▶ [Belge Metni]
Peygamberliği anlayamayınca

Prof. Dr. Osman Şahin

Prof. Dr. Osman Şahin

05 Haz 2025 23:33
  •  

    Günümüz insanının en büyük problemlerinden bir tanesi de peygamberleri ve peygamberlik hakikatini doğru anlamamalarıdır. Bu yüzden böyle insanların peygamberler eliyle gönderilen mesajlardan tam istifadeleri mümkün olmaz.

     

    Bugün özellikle tarihsellik düşüncesine takılan insanlar peygamberleri sıradan ve sadece vahyi alıp getirmekle sorumlu -haşa- bir postacı gibi gördüklerinden dolayı çok büyük sapmalar ve savrulmalar yaşamaktadırlar.

     

    Bunlar ayrıca Kur’an ile gelen mesajların asıl olarak geldiği zamana ve topluma hitap ettiğini iddia ettiklerinden, bütün âlemlere ve zamanlara hitap eden O evrensel mesajdan nasiplenemezler. Böyle olunca, bunların dalalet vadilerinde gezinmekten başka da bir şansları kalmaz.

     

    Şu gelen ayetler bu acı gerçekleri çok güzel bir şekilde resmetmektedirler: 

    Şunu unutma ki: Sen, ne kadar arzu etsen de insanların çoğu iman etmezler. Hâlbuki sen bu tebliğ karşılığında onlardan herhangi bir ücret de istemiyorsun. Kur’ân, bütün âlemler için ancak bir öğüttür, evrensel bir mesajdır. Göklerde ve yerde Allah’ın varlığını, birliğini, kudretini gösteren nice deliller vardır ki, onlar sürekli şahit oldukları/uğrayıp durdukları hâlde yüz çevirip geçer giderler. (Bu âyetler üzerinde düşünmezler ve onlardan ibret almazlar.)” (12/103-105)

     

    Fethullah Gülen Hocaefendi, bu ayetlerin tefsirinde peygamber ocağında yetişmiş evlatların bile fenalıklara sapmasından hareketle, beşerin tabiatında meydana gelebilen sapmaların varlığına dikkat çekmekte ve ayrıca peygamberlerin üzerlerine düşeni yaptıktan sonra neticeyi Allah’a bırakma hususundaki hassasiyetlerine dikkat çekmektedirler.

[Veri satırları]
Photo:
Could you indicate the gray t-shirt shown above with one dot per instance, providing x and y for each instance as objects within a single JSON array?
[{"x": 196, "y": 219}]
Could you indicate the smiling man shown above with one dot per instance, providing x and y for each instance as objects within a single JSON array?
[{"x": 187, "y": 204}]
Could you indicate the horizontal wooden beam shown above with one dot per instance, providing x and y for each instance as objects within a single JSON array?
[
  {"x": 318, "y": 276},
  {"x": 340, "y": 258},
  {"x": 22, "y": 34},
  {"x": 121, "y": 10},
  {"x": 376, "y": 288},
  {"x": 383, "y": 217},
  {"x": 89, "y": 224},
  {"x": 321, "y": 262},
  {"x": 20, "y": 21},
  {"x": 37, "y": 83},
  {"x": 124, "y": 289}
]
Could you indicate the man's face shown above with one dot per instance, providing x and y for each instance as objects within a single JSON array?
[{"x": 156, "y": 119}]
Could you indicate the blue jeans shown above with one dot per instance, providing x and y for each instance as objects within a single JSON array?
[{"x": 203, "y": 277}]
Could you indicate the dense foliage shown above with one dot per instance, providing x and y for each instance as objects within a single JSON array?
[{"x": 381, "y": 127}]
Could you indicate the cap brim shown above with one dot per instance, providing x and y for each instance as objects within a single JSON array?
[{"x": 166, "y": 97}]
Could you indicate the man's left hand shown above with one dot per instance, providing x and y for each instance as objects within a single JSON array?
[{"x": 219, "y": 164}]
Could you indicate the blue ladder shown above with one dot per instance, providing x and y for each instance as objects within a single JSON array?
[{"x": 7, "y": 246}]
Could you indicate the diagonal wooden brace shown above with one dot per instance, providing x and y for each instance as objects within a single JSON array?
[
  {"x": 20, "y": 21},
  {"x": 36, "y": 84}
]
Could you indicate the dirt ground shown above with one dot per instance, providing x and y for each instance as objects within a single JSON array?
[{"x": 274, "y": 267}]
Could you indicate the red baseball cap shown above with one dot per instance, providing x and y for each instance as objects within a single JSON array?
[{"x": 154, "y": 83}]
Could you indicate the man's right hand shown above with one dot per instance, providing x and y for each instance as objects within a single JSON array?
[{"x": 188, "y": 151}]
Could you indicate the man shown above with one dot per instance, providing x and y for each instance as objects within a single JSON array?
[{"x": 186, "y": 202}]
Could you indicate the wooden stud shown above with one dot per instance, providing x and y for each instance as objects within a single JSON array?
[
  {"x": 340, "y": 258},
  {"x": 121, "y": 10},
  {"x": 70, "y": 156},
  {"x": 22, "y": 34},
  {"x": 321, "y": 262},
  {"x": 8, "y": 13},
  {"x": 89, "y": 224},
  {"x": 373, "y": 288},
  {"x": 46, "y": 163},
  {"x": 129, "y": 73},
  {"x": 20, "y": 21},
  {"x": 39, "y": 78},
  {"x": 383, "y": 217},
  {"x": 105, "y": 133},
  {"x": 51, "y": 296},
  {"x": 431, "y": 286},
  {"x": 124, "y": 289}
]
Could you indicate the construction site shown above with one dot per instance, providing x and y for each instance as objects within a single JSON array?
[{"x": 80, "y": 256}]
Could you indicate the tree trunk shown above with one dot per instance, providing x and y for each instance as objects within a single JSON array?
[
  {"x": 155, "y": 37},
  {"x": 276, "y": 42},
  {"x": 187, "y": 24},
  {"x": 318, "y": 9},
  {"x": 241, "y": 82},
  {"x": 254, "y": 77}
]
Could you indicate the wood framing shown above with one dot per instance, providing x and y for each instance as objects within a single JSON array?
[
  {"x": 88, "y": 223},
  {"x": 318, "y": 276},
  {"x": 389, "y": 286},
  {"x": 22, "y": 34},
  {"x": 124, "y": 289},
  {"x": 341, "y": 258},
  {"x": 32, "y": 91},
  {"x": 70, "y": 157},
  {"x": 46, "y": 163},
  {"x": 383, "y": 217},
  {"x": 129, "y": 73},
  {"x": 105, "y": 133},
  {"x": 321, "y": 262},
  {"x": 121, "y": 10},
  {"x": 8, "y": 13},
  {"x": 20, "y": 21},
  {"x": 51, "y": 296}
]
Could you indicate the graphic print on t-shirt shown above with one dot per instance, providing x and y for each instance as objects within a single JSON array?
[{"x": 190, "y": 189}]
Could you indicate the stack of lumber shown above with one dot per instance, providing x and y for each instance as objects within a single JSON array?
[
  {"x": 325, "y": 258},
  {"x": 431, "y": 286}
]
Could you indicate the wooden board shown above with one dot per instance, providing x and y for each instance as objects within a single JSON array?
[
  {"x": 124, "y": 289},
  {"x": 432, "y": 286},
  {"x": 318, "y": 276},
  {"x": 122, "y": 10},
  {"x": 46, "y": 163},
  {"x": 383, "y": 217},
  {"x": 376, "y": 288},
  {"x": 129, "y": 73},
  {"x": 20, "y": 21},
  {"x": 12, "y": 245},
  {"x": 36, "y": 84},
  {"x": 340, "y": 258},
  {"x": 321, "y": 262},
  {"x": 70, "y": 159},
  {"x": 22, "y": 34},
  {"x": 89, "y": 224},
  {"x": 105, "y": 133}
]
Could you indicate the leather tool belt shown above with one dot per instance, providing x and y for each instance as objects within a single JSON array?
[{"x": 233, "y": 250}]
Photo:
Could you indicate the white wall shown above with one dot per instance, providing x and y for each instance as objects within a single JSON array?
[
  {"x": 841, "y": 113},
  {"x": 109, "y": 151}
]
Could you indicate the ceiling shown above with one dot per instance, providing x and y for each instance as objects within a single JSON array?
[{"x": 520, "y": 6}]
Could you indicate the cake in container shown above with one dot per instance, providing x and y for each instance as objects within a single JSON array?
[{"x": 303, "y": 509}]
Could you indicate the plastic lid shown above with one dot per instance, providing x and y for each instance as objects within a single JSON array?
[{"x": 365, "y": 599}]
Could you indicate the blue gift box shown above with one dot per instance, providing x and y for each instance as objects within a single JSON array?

▶ [Görev Seti]
a) Peygamberlik konulu metinde "05 Haz 2025" ile başlayıp "bir şansları kalmaz." ile biten bölümü birebir kopyalayın.
b) Peygamberlik konulu metne göre aşağıdaki soruları cevaplayın:
(i) Tarihsellik düşüncesine takılan insanlar peygamberleri neye benzetmektedir?
(ii) Metinde aktarılan ayetlerin kaynağı hangi numarayla gösterilmiştir?
(iii) Gülen Hocaefendi'nin tefsirinde beşerin tabiatındaki sapmalara dikkat çekerken hareket ettiği nokta nedir?
c) Peygamberlik konulu metni, son cümlesinden sonra gelecek kısımla sürdürün.
Bu veriler başka bir kaynaktan alınmıştır.

▶ [Nihai Cevaplar]
a)
05 Haz 2025 23:33
  •  

    Günümüz insanının en büyük problemlerinden bir tanesi de peygamberleri ve peygamberlik hakikatini doğru anlamamalarıdır. Bu yüzden böyle insanların peygamberler eliyle gönderilen mesajlardan tam istifadeleri mümkün olmaz.

     

    Bugün özellikle tarihsellik düşüncesine takılan insanlar peygamberleri sıradan ve sadece vahyi alıp getirmekle sorumlu -haşa- bir postacı gibi gördüklerinden dolayı çok büyük sapmalar ve savrulmalar yaşamaktadırlar.

     

    Bunlar ayrıca Kur’an ile gelen mesajların asıl olarak geldiği zamana ve topluma hitap ettiğini iddia ettiklerinden, bütün âlemlere ve zamanlara hitap eden O evrensel mesajdan nasiplenemezler. Böyle olunca, bunların dalalet vadilerinde gezinmekten başka da bir şansları kalmaz.

b)
(i) Sıradan ve sadece vahyi alıp getirmekle sorumlu bir postacıya.
(ii) 12/103-105.
(iii) Peygamber ocağında yetişmiş evlatların bile fenalıklara sapması.

c)
     

    Onlar kendilerini helak edercesine insanların hidayeti için çırpınmalarına rağmen bir o kadar da Allah’ın iradesine saygılı davranıp hidayetin Allah’a ait olduğunu ve ona karışamayacaklarını bilirler.

     

    Sonrasında, peygamberlik hakikatini anlamamıza yardımcı olacak çok önemli hususlar nazarımıza verilmektedir. Her şeyden önce bilinmesi gereken şey, peygamberlerin, Cenab-ı Hakk’ın hususi bir donanımla yarattığı seçkin kullar olduklarıdır:

     

    Evet peygamberler, Cenab-ı Hakk’ın hususi bir donanımla yarattığı seçkin (mustafeyne’l-ahyâr) kullarıdır. Bu sebeple onlar planlarını kendileri belirlemez, kendi düşüncelerine göre bir sevdanın arkasına düşmezler. Onlar bedenen bizimle yaşayan, aynı toprağa ayak basan fakat aynı zamanda fizik ötesiyle irtibata geçen, tabiatın ötesinden mesaj alan, bizim ulaşamadığımız yerlerden haber getirip bize bizim dilimizle sunan seçilmiş zatlardır.” (Kur'ân'ın Sihirli Ufku Yusuf Sûresi)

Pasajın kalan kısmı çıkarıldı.